» **Description of the task**: In the piece on FCPA enforcement below, what immediate profit did the shell company make from the Shanghai real estate deal?

» **Page text**:
This is the fourth segment of a five part series examining issues arising in SEC Enforcement Actions relating to issuers from the PRC whose shares are traded in the U.S.
Foreign corrupt practices act
A series of cases have been brought alleging violations of the bribery and books and records and internal controls provisions of the Foreign Corrupt Practices Act that involve PRC state owned entities and their employees and U.S. companies and their officials. FCPA enforcement is of course a priority of for the Department of Justice (“DOJ”) and the SEC. Each has specialized units dedicated to investigating and prosecuting corruption cases and the DOJ has declared this to be a “new era” of FCPA enforcement.
For public companies the cases have two aspects. One is the bribery provisions which generally prohibit making payments to any foreign official to obtain or retain business. Typically this includes employees of state owned enterprises, at least according to the DOJ and the SEC. The other is the books and records and internal control provisions. Generally, public companies are required to keep there books in reasonable detail. When payments to foreign officials are not properly recorded in the books and records of the enterprise it violates these provisions.
One recent example of the cases being brought by the DOJ and the SEC in this area are the cases involving former Morgan Stanley employee Garth Peterson. U.S. v. Peterson, (E.D.N.Y.) and SEC v. Peterson (E.D.N.Y. Filed April 25, 2012). Mr. Peterson, a U.S. citizen, is the former head of Morgan Stanley’s Shanghai office. The violations alleged in the court papers stem from Mr. Peterson’s dealings with the former Chairman of Yongye Enterprise (Group) Co., a Chinese state owned entity involved in real estate.
Mr. Peterson began working for Morgan Stanley in 2002 and became the head of the Shanghai office of the firm’s wholly-owned global real estate business in 2006. His primary responsibility was to evaluate, negotiate, acquire, manage and sell real estate investments. From 2004 through 2008 Morgan Stanley partnered with Yongye on a number of significant Chinese real estate investments. At the same time Mr. Peterson and the Chairman expanded their dealings in real estate, secretly acquiring property from Morgan Stanley and investing in other endeavors. Mr. Peterson did not disclose these dealings to his firm as required.
In one transaction, according to the court papers, Mr. Peterson encouraged his firm to sell an interest in Shanghai real estate to Yongye. Mr. Peterson falsely represented that the purchaser, a shell company, was owned by the Chinese company. In fact it was owned by Mr. Peterson, the Chairman and a Canadian lawyer. In effect, Mr. Peterson negotiated for both sides. He secured Morgan Stanley’s approval for the sale at a discounted price. As a result of the deal the shell company had an immediate profit of about $2.5 million.

» **Data section**:
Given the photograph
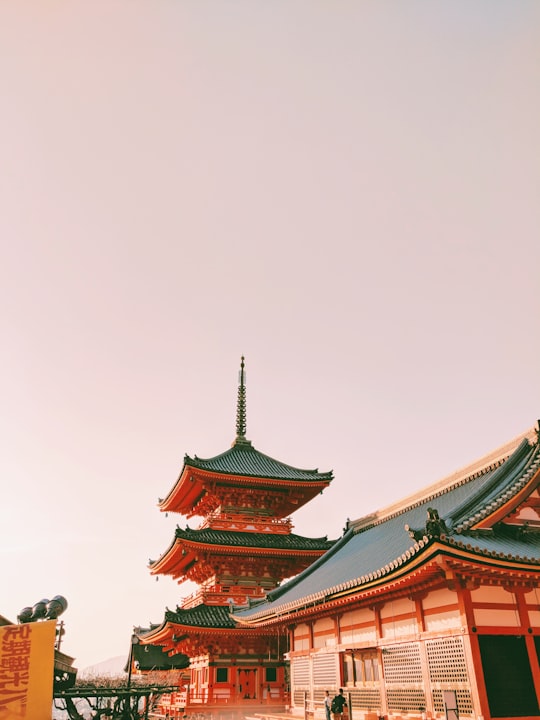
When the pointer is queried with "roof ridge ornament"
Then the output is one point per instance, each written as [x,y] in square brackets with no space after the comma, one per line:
[241,408]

» **Full response**: About $2.5 million.